**Data for this exercise:**
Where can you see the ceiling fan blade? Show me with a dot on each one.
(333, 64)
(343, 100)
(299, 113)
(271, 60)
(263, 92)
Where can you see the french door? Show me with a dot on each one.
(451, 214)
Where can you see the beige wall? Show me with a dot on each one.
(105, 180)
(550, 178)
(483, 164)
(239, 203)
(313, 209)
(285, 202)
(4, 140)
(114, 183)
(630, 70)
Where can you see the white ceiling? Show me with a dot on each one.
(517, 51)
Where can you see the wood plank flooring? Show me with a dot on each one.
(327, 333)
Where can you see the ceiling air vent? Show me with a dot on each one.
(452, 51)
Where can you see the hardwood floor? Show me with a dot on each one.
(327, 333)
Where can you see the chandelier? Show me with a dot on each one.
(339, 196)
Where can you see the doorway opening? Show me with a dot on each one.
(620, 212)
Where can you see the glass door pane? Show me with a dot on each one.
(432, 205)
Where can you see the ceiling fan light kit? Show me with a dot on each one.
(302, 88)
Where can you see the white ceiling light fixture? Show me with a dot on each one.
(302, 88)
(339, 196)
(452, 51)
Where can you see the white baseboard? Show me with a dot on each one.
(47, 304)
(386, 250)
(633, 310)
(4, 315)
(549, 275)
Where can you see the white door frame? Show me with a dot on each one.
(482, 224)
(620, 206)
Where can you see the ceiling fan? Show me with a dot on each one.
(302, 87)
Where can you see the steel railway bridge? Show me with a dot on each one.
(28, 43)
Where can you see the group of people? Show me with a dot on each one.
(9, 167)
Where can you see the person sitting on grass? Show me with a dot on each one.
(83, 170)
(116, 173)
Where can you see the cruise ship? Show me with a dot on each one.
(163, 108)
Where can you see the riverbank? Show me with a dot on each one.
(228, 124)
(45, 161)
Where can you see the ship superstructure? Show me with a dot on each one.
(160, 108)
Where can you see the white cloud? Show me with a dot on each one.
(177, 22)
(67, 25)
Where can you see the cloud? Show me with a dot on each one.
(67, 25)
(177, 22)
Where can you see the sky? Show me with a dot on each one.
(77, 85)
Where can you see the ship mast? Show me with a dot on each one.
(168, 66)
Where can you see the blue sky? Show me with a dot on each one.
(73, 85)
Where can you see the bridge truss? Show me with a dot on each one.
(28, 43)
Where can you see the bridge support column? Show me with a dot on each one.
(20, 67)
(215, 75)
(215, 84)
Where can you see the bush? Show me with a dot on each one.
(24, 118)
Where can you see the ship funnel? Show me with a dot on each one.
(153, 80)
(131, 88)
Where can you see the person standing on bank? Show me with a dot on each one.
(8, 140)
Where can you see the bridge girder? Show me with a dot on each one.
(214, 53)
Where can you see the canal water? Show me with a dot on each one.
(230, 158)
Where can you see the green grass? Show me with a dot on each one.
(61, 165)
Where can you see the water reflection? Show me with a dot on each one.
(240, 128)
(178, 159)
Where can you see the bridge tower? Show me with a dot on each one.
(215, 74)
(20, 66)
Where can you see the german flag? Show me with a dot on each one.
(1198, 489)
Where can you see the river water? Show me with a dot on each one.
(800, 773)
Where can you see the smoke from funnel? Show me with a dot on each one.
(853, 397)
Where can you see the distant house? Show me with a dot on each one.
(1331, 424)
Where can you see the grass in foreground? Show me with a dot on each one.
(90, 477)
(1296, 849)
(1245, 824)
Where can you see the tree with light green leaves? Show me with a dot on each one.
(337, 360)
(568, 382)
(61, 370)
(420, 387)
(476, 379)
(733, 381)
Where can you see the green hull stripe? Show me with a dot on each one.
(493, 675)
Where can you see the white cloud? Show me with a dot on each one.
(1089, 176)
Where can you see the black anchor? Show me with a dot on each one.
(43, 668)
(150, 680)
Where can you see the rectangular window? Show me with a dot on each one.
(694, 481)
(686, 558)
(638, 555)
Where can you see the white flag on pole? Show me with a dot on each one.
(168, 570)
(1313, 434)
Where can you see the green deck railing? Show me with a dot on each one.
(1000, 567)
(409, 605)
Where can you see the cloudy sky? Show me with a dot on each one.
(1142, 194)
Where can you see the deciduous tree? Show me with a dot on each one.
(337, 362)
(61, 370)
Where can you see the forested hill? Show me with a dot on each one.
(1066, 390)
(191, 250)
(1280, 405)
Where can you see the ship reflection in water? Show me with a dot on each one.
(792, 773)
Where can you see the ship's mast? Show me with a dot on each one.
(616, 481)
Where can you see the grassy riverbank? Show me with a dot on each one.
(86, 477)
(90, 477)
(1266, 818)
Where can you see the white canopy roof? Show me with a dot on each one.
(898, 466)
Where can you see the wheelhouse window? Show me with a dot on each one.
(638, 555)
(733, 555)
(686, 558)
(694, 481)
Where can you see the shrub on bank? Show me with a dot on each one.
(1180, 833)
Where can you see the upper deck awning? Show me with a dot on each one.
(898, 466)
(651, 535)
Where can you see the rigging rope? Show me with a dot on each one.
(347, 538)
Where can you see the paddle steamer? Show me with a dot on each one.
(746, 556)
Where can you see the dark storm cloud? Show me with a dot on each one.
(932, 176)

**Goal of the exercise:** Return the entries in full. Do not alter them.

**Result of this exercise:**
Where can you see the ceiling fan blade? Show me with a dot on each one.
(333, 64)
(343, 100)
(299, 113)
(271, 60)
(263, 92)
Where can you see the french door? Show me with a dot on each one.
(451, 214)
Where can you see the beige wall? Show me with a dot on each one.
(105, 180)
(550, 178)
(483, 164)
(239, 203)
(313, 209)
(285, 202)
(4, 140)
(114, 183)
(630, 70)
Where can you see the white ceiling? Show me with a dot on each one.
(517, 51)
Where can you see the wood plank flooring? Show me with a dot on each one.
(327, 333)
Where can you see the ceiling air vent? Show me with a dot on each one.
(452, 51)
Where can you see the hardwood floor? Show me with a dot on each one.
(327, 333)
Where can you see the chandelier? Show me with a dot on each one.
(339, 196)
Where can you see the doorway opening? Show me with a dot on each one.
(620, 212)
Where can you see the glass door pane? Show me with a dot on each one.
(432, 205)
Where can you see the ceiling fan light kit? Show me with a dot on each one.
(302, 88)
Where can you see the white ceiling light fixture? Show me with a dot on each one.
(302, 88)
(339, 196)
(452, 51)
Where can you see the white baseboard? Show me with a dot on each one.
(47, 304)
(386, 250)
(633, 310)
(4, 315)
(549, 275)
Where can you see the white door frame? Show me with a dot on each one.
(482, 224)
(620, 206)
Where can you see the ceiling fan? Show me with a dot on each one.
(302, 87)
Where can you see the steel railway bridge? Show me with a dot on each one.
(28, 43)
Where can you see the group of people? Show me with a dot on each one.
(9, 167)
Where can you see the person sitting on grass? Show me with a dot on each one.
(83, 170)
(116, 173)
Where can you see the cruise ship? Show me with a dot on each one.
(163, 108)
Where can you see the riverbank? Show me with a dot on each one.
(228, 124)
(45, 161)
Where can you see the ship superstructure? Show me with a dot on each one.
(160, 108)
Where can you see the white cloud? Show me with a dot on each one.
(177, 22)
(67, 25)
Where can you see the cloud? Show me with a dot on each one.
(67, 25)
(177, 22)
Where can you see the sky? Show me with a dot on each one.
(77, 85)
Where can you see the ship mast? Show me with a dot on each one.
(168, 66)
Where can you see the blue sky? Show me with a dot on each one.
(73, 85)
Where can you see the bridge truss? Show me with a dot on each one.
(28, 43)
Where can you see the bridge support column? Show me with a dot on each one.
(20, 67)
(215, 75)
(215, 84)
Where can you see the bush? Show me with a dot on each one.
(24, 118)
Where can you see the ship funnel? Show me with a dot on each one.
(153, 80)
(131, 88)
Where can you see the person standing on bank? Show me with a dot on each one.
(8, 140)
Where can you see the bridge girder? Show me with a dot on each one.
(214, 53)
Where can you see the canal water? Show me with a dot on each one.
(230, 158)
Where can you see the green grass? Show me with a dot on each one.
(61, 165)
Where can you see the water reflection? Show me with a dot on each one.
(240, 128)
(178, 159)
Where can you see the bridge tower? Show me with a dot on each one.
(215, 74)
(20, 66)
Where can you see the german flag? Show me with a dot on each one.
(1198, 489)
Where can you see the river water? Show me with a dot on each one.
(800, 773)
Where can you see the smoke from funnel? Show me with a dot on each one.
(853, 397)
Where can you see the distant house? Show me with a dot on each one.
(1331, 424)
Where can you see the grass in foreground? Show me with a dot on each one.
(90, 477)
(1296, 849)
(1245, 824)
Where can you see the tree with light green leaves? Show me with a dot on each one.
(337, 360)
(568, 382)
(61, 370)
(420, 387)
(476, 379)
(733, 381)
Where can you see the green hull stripe? Show me with a dot on each one.
(493, 675)
Where can you see the white cloud? Show me with a dot on each one.
(1089, 176)
Where can you see the black anchor? Show me with a dot on each one.
(43, 668)
(150, 680)
Where can you see the rectangular window? Show me with a dot on each one.
(694, 481)
(686, 558)
(638, 555)
Where can you see the white flag on pole? Show me with a dot on each one.
(168, 570)
(1313, 434)
Where can you see the green deck railing? Show me with a dot on each one.
(1000, 567)
(409, 605)
Where can you see the cloudy sky? Show me with a dot on each one.
(1142, 194)
Where can you see the deciduous tree? Show me with a dot on each one.
(337, 362)
(61, 370)
Where can you see the forested hill? Show me with a dot on each one.
(1066, 390)
(191, 250)
(1280, 405)
Where can you see the ship reflection in water? Show me with a dot on each one.
(792, 773)
Where can you see the ship's mast? Show me with a dot on each one.
(616, 481)
Where can you see the grassy riverbank? Show me with a dot on each one.
(86, 477)
(90, 477)
(1266, 818)
Where can you see the white canopy roof? Show me with a dot on each one.
(898, 466)
Where can you see the wheelhouse window? Show me with a dot on each one.
(638, 555)
(733, 555)
(686, 558)
(694, 481)
Where can you see the shrub on bank? Show me with a dot on each one.
(1180, 833)
Where can you see the upper deck awning? Show me with a dot on each one.
(898, 466)
(651, 535)
Where can you see the rigging rope? Show me with a dot on each one.
(347, 538)
Where can you see the paddle steamer? Show me with a dot on each one.
(746, 556)
Where can you see the dark storm cloud? Show me with a dot on each one.
(932, 176)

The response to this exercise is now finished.